Provided passage:

■ ■ ■ ■ ■ ■ ■

"Let me call you back, I'm heating the kiln," Maria Gilmanova says. She's trying to keep her ceramics company up and running. It sells to restaurants, cafes and anyone who wants to buy hand-glazed cups or plates online.
"Our sales have fallen by 70%," she says, explaining that she has lost a huge chunk of business from the closure of restaurants and cafes, a measure to stop the spread of the coronavirus.
Just like in other countries, retail, bars, restaurants and the travel industry have been hard hit in Russia as borders and non-essential stores closed. Most regions and big cities have imposed self-isolation measures as coronavirus infections have soared to over 4,000 this week. But in Russia, small and medium enterprises (SMEs) are so far largely carrying the economic burden of the measures themselves.
Much of that is down to the wording Russian President Vladimir Putin has used. Last week, he announced a "non-work week" for Russians in his first address to the nation on COVID-19. On Thursday he extended the measures for another month to stop the spread of the virus in Russia. "Employees will continue receiving their pay," Putin stressed. But so far it's businesses, not the government that have to keep paying their employees, even as work dries up.
"This is going to put a huge strain on the small business sector and a lot of these sectors of course are already the ones worst hit by the lockdown," according to Chris Weafer, senior partner at Macro-Advisory Limited, a consulting company specialized on Russia and Eurasia.
Read more: Russian online bar shakes up self-isolation
Helping the big fish
Putin did announce some economic support measures last week, including a corporate tax holiday for six months and a reduction of social taxes businesses have to pay for their employees. On Friday, Russia's Prime Minister Mikhail Mishustin announced a six-month deferral on rent payments.
"We don't feel like the government is supporting us enough. We physically can't pay our rent," Gilmanova says, explaining that the government's announcement simply means they will have to pay double rent later, when the ceramics company will likely still be licking their wounds. She says that her employees are still going to work while the measures allow them to.
Russia's chamber of commerce has said that over three million small business owners could have to shut up shop if the effects of the coronavirus pandemic drag on.
But instead of helping the businesses who are hardest hit, so far the government's measures, such as deferrals on taxes and payments, are mainly helping big businesses, according to Weafer. "For small business there really isn't any comfort in a cost reduction if you're not getting any income," he says, adding: "I would expect that a lot of businesses that have now closed will simply not reopen."
Instead of announcing government subsidies for small and medium enterprises, this week the government published a revised list of organizations that are "systemically important" to the Russian economy. The 646 organizations will receive government support if necessary. The list was initially created during the 2008 financial crisis. As political analyst Ilya Grashchenkov pointed out in a Facebook post, the list includes huge international companies like Adidas and Ikea.

■ ■ ■ ■ ■ ■ ■

Given data:
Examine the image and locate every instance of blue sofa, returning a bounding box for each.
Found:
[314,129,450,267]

■ ■ ■ ■ ■ ■ ■

Set of tasks:
A - Can you copy the Russian small-business article word for word, from "Read more: Russian" down to "pandemic drag on."?
B - Answer these about the Russian small-business article:
(i) By what percentage have Maria Gilmanova's sales fallen?
(ii) How long is the rent-payment deferral that Mikhail Mishustin announced?
(iii) How many organizations are on the government's revised "systemically important" list?

Answers to the exercise:
A -
Read more: Russian online bar shakes up self-isolation
Helping the big fish
Putin did announce some economic support measures last week, including a corporate tax holiday for six months and a reduction of social taxes businesses have to pay for their employees. On Friday, Russia's Prime Minister Mikhail Mishustin announced a six-month deferral on rent payments.
"We don't feel like the government is supporting us enough. We physically can't pay our rent," Gilmanova says, explaining that the government's announcement simply means they will have to pay double rent later, when the ceramics company will likely still be licking their wounds. She says that her employees are still going to work while the measures allow them to.
Russia's chamber of commerce has said that over three million small business owners could have to shut up shop if the effects of the coronavirus pandemic drag on.

B -
(i) 70%
(ii) Six months
(iii) 646